▸ **WRITTEN EXERCISE 1**:
In the patent text on reducing false electrical rule violations, what kind of file do circuit testing tools typically operate on?
▸ **WRITTEN EXERCISE 2**:
Write the next part of the patent text on reducing false electrical rule violations, picking up after its final sentence.

▸ **DOCUMENT TEXT**:
- - -

Abstract:
A method for reducing false electrical rule violations during the analysis of a digital circuit having mutually exclusive signal relationships therein. The use of designer knowledge about signals which are mutually exclusive in the circuit design is employed to determine, based on all relevant mutually exclusive signal relationships in the circuit design under test, all possible permutations of active signals used in the analysis. For each permutation, the analysis is performed using the active signals associated with the permutation while ignoring the effect of all signals that are inactive based on the mutually exclusive signal relationships. The invention may be applied to any digital circuit test wherein the effect of mutually exclusive signal relationships affects the outcome of the analysis.

Description:
FIELD OF THE INVENTION 
     The present invention pertains generally to electronic circuit testing, and more particularly to a method for reducing false electrical rule violations during the testing of a digital circuit design by making use of designer knowledge about signals which are mutually exclusive in the circuit design. 
     BACKGROUND OF THE INVENTION 
     The semiconductor industry continues to yield integrated circuits (ICs) of increasing density in order to reduce their overall required chip space and therefore allow circuit designs of increasing complexity. At the present time, such ICs can implement complex circuit designs with up to millions of transistors. 
     Due to the sheer volume of transistors and complexity of modern day circuit designs, the testing of such circuit designs prior to actual implementation requires increasingly complex testing tools. These testing tools typically operate on a net list file describing a schematic of the circuit design, which specifies the components, nodes, connections of the components between the nodes, and relative sizes of each of the components. Logic and timing analysis is performed via computer simulations of the circuit design. Given a set of specifications, or electrical rules checks (ERCs), a test will run the analysis and output violations of the specifications. 
     Present day testing tools are limited to generating specification violations for every violation of the electrical rules checks, without regard to the impossibility of such a violation due to signals in the circuit that are mutually exclusive. Accordingly, “false” ERC violations are often reported for signal combinations that cannot actually occur. In a large design, this can result in the reporting of a considerably large number of “false” ERC violations, which get reported to the designers from the testers. Upon investigation, the designers determine that the “false” ERC violations are not really violations at all because the combination of signals that result in the violation cannot actually occur because the signals are mutually exclusive. Accordingly, it will be appreciated that the reporting of false ERC violations results in loss of both designer and tester time, and is thus undesirable. 
     Accordingly, a need exists for a way to communicate mutually exclusive signal information to the testing tool to avoid reporting of ERC violations that cannot in fact occur due to mutually exclusive signals. 
     SUMMARY OF THE INVENTION 
     The present invention is a novel method for reducing the reporting of false ERC violations by a testing tool during the testing of a digital circuit design having mutually exclusive signals. In accordance with the method of the invention, all relevant mutually exclusive signal relationships in the circuit design under test are determined. Then, based on the relevant mutually exclusive signal relationships, all possible permutations of active signals used in the analysis are determined. For each possible permutation, the analysis is performed using the active signals associated with the permutation while ignoring the effect of all signals that are inactive based on the mutually exclusive signal relationships.

- - -

▸ **STORED RECORDS**:
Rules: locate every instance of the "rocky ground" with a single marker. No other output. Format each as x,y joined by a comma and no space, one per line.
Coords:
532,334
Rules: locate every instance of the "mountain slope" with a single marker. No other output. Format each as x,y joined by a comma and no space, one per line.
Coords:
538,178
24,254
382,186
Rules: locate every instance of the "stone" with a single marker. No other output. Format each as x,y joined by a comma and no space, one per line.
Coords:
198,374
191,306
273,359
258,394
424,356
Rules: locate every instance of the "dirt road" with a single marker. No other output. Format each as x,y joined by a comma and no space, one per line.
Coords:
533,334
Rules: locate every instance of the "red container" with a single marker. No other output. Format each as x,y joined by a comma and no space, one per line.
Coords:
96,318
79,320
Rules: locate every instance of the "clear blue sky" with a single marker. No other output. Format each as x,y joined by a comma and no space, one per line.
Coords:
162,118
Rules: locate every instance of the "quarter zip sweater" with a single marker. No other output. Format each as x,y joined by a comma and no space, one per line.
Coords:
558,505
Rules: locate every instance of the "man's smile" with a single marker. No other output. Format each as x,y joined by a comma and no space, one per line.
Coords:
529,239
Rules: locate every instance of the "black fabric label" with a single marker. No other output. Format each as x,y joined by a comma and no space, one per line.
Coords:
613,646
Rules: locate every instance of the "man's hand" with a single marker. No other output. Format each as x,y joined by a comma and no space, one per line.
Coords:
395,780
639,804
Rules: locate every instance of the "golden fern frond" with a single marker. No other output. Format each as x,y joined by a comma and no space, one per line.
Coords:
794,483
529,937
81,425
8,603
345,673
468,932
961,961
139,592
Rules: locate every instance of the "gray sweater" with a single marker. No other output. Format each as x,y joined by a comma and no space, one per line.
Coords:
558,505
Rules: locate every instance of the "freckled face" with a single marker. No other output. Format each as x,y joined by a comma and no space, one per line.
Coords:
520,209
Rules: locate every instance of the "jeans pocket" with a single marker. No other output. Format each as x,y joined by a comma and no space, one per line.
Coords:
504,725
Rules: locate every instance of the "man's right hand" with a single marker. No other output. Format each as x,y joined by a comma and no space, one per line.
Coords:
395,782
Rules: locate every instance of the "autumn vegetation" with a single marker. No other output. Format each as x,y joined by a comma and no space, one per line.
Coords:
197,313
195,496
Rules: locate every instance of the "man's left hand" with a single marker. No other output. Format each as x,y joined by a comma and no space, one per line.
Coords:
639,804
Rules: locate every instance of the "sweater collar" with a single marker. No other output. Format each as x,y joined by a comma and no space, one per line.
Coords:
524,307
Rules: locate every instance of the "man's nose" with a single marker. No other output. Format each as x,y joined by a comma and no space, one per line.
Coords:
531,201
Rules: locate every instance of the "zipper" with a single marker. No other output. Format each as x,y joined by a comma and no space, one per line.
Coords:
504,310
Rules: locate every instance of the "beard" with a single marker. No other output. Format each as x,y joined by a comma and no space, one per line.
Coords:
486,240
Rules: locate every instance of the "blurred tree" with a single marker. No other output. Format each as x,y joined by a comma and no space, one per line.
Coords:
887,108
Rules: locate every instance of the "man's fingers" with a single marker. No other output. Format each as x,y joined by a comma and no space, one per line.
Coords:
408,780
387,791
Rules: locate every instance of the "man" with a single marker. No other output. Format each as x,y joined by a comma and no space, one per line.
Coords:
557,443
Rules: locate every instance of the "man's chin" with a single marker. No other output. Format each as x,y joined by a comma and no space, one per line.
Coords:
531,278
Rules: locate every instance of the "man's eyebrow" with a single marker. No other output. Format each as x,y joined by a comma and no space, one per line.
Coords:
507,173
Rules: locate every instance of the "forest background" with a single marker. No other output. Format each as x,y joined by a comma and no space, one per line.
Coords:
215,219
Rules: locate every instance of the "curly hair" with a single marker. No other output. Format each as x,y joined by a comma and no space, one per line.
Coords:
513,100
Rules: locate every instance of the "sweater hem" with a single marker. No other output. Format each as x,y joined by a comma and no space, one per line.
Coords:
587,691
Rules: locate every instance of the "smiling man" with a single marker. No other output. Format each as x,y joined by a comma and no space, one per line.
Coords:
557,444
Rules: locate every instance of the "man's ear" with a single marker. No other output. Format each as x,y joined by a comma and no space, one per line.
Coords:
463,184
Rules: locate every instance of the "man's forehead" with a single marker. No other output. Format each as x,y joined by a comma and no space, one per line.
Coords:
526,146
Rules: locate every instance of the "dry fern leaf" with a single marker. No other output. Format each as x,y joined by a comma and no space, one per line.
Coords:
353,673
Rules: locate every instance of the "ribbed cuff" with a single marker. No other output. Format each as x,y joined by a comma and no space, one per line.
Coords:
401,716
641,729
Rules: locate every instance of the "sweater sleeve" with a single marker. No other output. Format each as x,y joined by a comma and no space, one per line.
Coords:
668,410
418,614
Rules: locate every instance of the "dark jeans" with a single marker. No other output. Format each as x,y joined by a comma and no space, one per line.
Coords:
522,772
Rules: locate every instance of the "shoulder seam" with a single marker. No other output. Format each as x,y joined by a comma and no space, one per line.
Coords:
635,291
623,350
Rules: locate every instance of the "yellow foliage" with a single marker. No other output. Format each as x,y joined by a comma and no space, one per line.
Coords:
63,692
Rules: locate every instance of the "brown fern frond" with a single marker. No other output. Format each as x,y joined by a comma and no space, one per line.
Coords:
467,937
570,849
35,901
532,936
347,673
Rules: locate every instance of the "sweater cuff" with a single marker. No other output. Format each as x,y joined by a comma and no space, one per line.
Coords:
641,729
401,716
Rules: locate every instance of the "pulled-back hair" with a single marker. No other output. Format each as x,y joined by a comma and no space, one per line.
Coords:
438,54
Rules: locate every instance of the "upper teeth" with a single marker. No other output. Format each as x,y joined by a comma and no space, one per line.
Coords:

- - -

▸ **RIGHT ANSWER 1**:
A net list file describing a schematic of the circuit design.

▸ **RIGHT ANSWER 2**:
     In a preferred embodiment, the list of relevant mutually exclusive signal relationships in the circuit design under test is performed by obtaining a list of mutually exclusive signal relationships in the circuit, determining a set of signals that are relevant to the circuit, and creating a mutex list comprising each of the mutually exclusive signal relationships in the circuit that include at least two of the signals that are relevant to the circuit. Also in the preferred embodiment, the list of all possible permutations of active signals used in the analysis is performed by creating an active signal list, that comprises one or more active signal elements that each comprise a different permutation of the relevant signals and that also does not include any of the mutually exclusive signal relationships contained in the mutex list. 
     In accordance with the apparatus of the invention, an electrical rules checker for detecting violations of a set of electrical rules in a digital circuit design includes a mutex list generator which reads a mutex file containing a set of mutually exclusive signal relationships of the circuit design. The electrical rules checker also includes an active signal generator which calculates a set of active signal permutations relevant to the circuit that also do not include any of the mutually exclusive signal relationships. A test controller then causes a test to be applied to the circuit design at least once for each different active signal permutation in the set of active signal permutations. 
    
    
     BRIEF DESCRIPTION OF THE DRAWING 
     The invention will be better understood from a reading of the following detailed description taken in conjunction with the drawing in which like reference designators are used to designate like elements, and in which: 
     FIG. 1 is a schematic diagram of a precharge node subcircuit; 
     FIG. 2 is an operational flowchart of a method in accordance with the invention; 
     FIG. 3 is a block diagram of a test system implemented in accordance with the invention; 
     FIG. 4 is a block diagram of an active signal list for the subcircuit of FIG. 1; 
     FIG. 5 is a block diagram of a mutex list for the example subcircuit of FIG. 1; 
     FIGS. 6A-6C are block diagrams of the various stages of creation of an active signal list for the example subcircuit of FIG.  1 .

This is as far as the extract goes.